MFA Reading: Judith Tannenbaum

Thursday, February 19, 2015
8:00 PM – 9:15 PM
Welker Room

Judith Tannenbaum has taught poetry in a wide variety of settings from primary school classrooms to maximum security prisons. She taught at San Quentin for four years in the 1980s and subsequently created Arts in Corrections’ newsletter Memo:Arts and their Manual for Artists Working in Prison (available for download on her website). This work led to two of her books — Disguised as a Poem: My Years Teaching Poetry at San Quentin and a two person memoir, written with San Quentin student Spoon Jackson, By Heart: Poetry, Prison, and Two Lives. In addition to the two prison memoirs and her many books of poetry, Tannenbaum has two texts for teachers: Teeth, Wiggly as Earthquakes: Writing Poetry in the Primary Grades and Jump Write In! Creative Writing Exercises for Diverse Communities, Grades 6-12. Tannenbaum has served as training coordinator for San Francisco WritersCorps from the program’s inception in 1994. There’s a great deal of information on both teaching arts and prison arts on her website www.judithtannenbaum.com

Reading is free and open to the public.

- - - - - - -

* [Written instruction A]
How many lines of the records below contain the string "tyre"? Give only the number.

Records from a dataset
- - - - - - -

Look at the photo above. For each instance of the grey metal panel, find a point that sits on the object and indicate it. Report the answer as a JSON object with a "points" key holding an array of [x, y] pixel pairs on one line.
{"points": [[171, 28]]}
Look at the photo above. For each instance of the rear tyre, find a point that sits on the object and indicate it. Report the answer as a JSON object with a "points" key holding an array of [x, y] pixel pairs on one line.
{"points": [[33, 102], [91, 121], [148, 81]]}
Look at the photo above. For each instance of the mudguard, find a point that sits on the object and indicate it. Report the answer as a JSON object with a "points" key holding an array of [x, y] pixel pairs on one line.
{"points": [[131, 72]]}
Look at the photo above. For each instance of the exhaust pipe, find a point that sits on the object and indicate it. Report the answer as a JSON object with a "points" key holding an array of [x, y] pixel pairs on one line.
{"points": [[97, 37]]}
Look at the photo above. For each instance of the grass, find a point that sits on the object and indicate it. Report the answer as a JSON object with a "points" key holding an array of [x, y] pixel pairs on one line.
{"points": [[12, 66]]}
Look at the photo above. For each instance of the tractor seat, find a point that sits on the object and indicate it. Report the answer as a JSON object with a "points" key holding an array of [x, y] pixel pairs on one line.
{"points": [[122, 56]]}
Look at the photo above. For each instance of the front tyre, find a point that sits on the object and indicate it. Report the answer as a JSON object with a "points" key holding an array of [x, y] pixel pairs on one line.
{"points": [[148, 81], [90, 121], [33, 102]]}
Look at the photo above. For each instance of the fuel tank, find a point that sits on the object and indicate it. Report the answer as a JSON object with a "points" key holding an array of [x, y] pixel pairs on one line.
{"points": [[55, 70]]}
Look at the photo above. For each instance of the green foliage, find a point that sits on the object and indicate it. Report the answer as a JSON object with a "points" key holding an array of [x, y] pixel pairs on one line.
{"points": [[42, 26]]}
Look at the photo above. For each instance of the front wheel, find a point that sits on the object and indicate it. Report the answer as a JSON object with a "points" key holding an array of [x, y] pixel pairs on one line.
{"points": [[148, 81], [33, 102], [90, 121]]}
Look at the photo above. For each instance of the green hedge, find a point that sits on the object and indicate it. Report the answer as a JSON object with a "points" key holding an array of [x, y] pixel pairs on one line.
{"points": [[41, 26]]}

- - - - - - -

* [Written instruction B]
According to the event listing, how many years did Judith Tannenbaum teach at San Quentin?

* [Final answer A]
2

* [Final answer B]
Four years.